- YOUR OBJECTIVE
Print the following rows again, line for line, with no changes.

Records from a collection:

........

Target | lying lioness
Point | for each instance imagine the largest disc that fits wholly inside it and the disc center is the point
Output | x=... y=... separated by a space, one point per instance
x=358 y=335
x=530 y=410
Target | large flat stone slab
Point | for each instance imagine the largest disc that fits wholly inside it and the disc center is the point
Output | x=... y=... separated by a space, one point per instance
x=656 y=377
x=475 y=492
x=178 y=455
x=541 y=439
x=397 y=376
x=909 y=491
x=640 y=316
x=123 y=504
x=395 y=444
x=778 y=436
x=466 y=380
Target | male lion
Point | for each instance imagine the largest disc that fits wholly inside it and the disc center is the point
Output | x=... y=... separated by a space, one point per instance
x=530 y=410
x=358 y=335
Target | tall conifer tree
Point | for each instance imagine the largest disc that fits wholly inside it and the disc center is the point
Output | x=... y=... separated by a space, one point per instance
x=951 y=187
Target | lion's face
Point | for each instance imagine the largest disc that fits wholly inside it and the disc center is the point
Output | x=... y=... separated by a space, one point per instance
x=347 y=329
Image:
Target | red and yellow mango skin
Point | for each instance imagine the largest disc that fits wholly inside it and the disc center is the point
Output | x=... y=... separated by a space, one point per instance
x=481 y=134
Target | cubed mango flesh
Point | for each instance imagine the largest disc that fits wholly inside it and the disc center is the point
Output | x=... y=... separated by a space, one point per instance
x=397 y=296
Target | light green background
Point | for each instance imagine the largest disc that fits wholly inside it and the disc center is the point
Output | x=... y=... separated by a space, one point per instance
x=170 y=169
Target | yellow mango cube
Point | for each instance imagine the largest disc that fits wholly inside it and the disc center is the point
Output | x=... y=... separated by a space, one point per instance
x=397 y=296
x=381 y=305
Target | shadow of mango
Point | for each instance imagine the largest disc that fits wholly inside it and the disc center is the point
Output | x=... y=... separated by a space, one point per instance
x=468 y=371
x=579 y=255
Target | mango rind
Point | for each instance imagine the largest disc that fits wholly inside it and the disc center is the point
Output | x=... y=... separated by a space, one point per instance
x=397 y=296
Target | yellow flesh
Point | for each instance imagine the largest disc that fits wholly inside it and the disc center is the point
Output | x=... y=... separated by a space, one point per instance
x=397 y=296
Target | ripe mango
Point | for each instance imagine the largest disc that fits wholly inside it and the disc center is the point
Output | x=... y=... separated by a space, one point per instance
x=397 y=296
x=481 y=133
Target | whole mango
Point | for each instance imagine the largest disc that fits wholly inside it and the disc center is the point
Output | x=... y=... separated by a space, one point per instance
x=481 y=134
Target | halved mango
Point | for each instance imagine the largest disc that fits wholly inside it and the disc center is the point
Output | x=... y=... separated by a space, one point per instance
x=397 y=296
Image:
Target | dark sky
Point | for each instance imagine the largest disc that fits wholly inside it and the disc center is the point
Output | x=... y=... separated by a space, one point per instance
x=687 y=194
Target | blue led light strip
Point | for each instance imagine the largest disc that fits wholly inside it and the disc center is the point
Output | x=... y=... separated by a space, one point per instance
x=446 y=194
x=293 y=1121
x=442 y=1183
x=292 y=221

........

- FINAL RESULT
Target | lying lioness
Point | for each instance imagine the largest disc that fits wholly inside it and the disc center is the point
Output | x=... y=... separated by a space, one point per instance
x=358 y=335
x=530 y=410
Target | large flat stone slab
Point | for each instance imagine the largest disc that fits wholly inside it and the disc center is the point
Output | x=... y=... separated by a space, one point per instance
x=656 y=377
x=475 y=492
x=178 y=455
x=541 y=439
x=397 y=376
x=909 y=491
x=640 y=316
x=123 y=504
x=395 y=444
x=778 y=436
x=466 y=380
Target | male lion
Point | for each instance imagine the largest disc that fits wholly inside it and the disc center is the point
Output | x=... y=... separated by a space, one point per instance
x=530 y=410
x=358 y=335
Target | tall conifer tree
Point | for each instance imagine the largest disc that fits wholly inside it and the disc center is the point
Output | x=... y=... separated by a space, one point per instance
x=951 y=187
Target | lion's face
Point | for each instance imagine the largest disc that fits wholly inside it and the disc center is the point
Output | x=... y=... separated by a space, one point per instance
x=347 y=329
Image:
Target | red and yellow mango skin
Point | for each instance imagine the largest disc that fits wholly inside it and the disc center is the point
Output | x=... y=... separated by a space, one point per instance
x=481 y=134
Target | cubed mango flesh
Point | for each instance imagine the largest disc that fits wholly inside it and the disc center is the point
Output | x=... y=... separated by a space, one point per instance
x=397 y=296
Target | light green background
Point | for each instance imagine the largest disc that fits wholly inside it and the disc center is the point
Output | x=... y=... separated by a space, one point per instance
x=170 y=169
Target | yellow mango cube
Point | for each instance imagine the largest disc that fits wholly inside it and the disc center is the point
Output | x=... y=... separated by a space, one point per instance
x=397 y=296
x=381 y=305
Target | shadow of mango
Point | for each instance imagine the largest disc that fits wholly inside it and the disc center is the point
Output | x=... y=... separated by a space, one point per instance
x=468 y=371
x=579 y=255
Target | mango rind
Point | for each instance imagine the largest disc that fits wholly inside it and the disc center is the point
Output | x=... y=... separated by a space, one point per instance
x=397 y=296
Target | yellow flesh
Point | for each instance imagine the largest disc that fits wholly inside it and the disc center is the point
Output | x=... y=... separated by a space, one point per instance
x=397 y=296
Target | ripe mango
Point | for each instance imagine the largest disc that fits wholly inside it and the disc center is the point
Output | x=... y=... separated by a space, one point per instance
x=397 y=296
x=481 y=133
Target | whole mango
Point | for each instance imagine the largest disc that fits wholly inside it and the disc center is the point
Output | x=... y=... separated by a space, one point per instance
x=481 y=134
Target | halved mango
Point | for each instance imagine the largest disc that fits wholly inside it and the disc center is the point
Output | x=... y=... separated by a space, one point per instance
x=397 y=296
Image:
Target | dark sky
Point | for each instance imagine the largest disc that fits wholly inside it and the disc center is the point
Output | x=... y=... separated by a space, one point per instance
x=687 y=194
Target | blue led light strip
Point | for each instance imagine the largest disc that fits wholly inside it and the disc center is the point
Output | x=... y=... separated by a space, one point per instance
x=446 y=194
x=293 y=1121
x=442 y=1183
x=292 y=221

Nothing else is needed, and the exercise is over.